• _Exercise tasks_
a - According to the passage on the NERSC computational studies, at which university is Chris Van de Walle's group based?
b - Continue the passage on the NERSC computational studies from the point where it stops.

• _Document segment_

A thorough understanding of these mechanisms is essential to enable further improvements, and computational studies conducted using the National Energy Research Scientific Computing Center (NERSC) at Lawrence Berkeley National Laboratory have produced critical new insights. Chris Van de Walle’s group at the University of California, Santa Barbara (UCSB) has reported these breakthroughs in two recent papers: X. Zhang, J.-X. Shen, W. Wang, and C. G. Van de Walle, ACS Energy Lett. 3, 2329 (2018) and J.-X. Shen, X. Zhang, S. Das, E. Kioupakis, and C. G. Van de Walle, Adv. Energy Mater. 8, 1801027 (2018).

• _Data provided_
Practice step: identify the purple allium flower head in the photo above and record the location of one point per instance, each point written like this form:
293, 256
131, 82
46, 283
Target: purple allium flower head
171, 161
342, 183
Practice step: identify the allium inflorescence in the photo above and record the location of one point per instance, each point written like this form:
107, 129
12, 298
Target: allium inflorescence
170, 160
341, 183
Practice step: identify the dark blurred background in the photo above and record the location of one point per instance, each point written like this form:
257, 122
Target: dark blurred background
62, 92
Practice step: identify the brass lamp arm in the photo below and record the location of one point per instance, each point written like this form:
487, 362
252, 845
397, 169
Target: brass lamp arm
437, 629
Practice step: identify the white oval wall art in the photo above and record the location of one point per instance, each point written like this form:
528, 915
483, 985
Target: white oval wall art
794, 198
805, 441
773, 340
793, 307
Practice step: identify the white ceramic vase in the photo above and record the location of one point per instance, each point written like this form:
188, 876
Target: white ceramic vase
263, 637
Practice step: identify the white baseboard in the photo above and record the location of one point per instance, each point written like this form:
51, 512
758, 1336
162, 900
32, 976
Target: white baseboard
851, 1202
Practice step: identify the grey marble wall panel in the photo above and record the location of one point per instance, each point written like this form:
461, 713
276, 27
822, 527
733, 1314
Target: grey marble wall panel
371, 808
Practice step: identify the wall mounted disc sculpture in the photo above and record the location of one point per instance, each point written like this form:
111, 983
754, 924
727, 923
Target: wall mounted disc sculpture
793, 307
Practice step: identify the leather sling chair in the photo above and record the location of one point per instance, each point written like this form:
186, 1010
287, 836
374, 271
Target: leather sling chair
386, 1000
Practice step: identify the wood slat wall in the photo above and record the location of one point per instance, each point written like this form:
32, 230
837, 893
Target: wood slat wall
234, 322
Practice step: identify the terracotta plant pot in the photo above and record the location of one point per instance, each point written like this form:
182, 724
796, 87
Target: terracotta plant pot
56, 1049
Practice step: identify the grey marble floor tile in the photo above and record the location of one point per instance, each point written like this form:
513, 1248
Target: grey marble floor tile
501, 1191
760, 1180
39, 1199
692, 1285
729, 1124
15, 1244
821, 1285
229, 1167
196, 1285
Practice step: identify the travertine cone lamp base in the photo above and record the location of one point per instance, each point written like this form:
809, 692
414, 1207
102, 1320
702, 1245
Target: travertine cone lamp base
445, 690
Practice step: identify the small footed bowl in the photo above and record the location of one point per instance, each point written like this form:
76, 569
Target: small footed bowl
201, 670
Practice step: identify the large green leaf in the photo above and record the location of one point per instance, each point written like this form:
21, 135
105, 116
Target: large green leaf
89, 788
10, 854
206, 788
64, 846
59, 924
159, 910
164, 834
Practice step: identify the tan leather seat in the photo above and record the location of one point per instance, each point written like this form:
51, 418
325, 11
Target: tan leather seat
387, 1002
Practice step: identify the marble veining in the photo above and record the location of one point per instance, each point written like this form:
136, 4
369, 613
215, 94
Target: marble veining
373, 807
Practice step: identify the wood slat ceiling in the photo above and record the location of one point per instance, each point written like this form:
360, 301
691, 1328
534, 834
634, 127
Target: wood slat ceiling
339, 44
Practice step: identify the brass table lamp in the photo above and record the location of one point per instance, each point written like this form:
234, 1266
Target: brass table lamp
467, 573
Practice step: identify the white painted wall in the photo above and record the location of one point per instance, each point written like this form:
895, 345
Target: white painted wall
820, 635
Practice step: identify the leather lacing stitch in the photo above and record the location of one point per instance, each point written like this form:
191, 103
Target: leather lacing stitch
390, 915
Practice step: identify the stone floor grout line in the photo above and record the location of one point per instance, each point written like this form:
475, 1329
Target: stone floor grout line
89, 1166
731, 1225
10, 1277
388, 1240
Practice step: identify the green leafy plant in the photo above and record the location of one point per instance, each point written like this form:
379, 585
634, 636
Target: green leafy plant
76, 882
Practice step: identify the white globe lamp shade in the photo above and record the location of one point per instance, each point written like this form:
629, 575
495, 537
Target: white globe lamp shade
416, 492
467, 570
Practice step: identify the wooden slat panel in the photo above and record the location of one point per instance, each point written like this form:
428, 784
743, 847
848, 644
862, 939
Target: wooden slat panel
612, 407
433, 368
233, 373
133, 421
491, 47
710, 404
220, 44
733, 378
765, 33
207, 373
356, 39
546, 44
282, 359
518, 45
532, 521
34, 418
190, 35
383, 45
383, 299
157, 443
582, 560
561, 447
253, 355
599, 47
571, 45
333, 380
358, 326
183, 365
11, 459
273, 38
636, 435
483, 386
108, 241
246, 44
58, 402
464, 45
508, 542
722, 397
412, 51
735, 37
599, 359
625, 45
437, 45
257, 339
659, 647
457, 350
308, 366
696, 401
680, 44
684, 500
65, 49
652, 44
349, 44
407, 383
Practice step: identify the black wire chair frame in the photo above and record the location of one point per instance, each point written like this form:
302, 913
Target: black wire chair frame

• _Final results_
a - The University of California, Santa Barbara (UCSB).

b -
Hybrid perovskites are a group of materials that combine organic molecules with an inorganic framework in a perovskite lattice structure.  A number of research groups previously attributed the high efficiency of the hybrid perovskites to an indirect band gap originating from strong spin-orbit coupling. It was argued that the indirect nature of the gap suppresses radiative recombination between electrons and holes and thus minimizes undesirable carrier recombination. UCSB postdoc Xie Zhang and PhD student Jimmy-Xuan Shen (who has since graduated) demonstrated that this was incorrect by developing a cutting-edge, first-principles approach to accurately determine the spin texture of the band edges and quantitatively compute the radiative recombination rates. For methylammonium lead iodide (the prototype hybrid perovskite commonly referred to as MAPI) they found that the radiative recombination is actually as strong as in conventional direct-gap semiconductors.

“This result should put an end to misguided attempts to analyze and design device characteristics based on erroneous assumptions about the recombination rate,” said Zhang.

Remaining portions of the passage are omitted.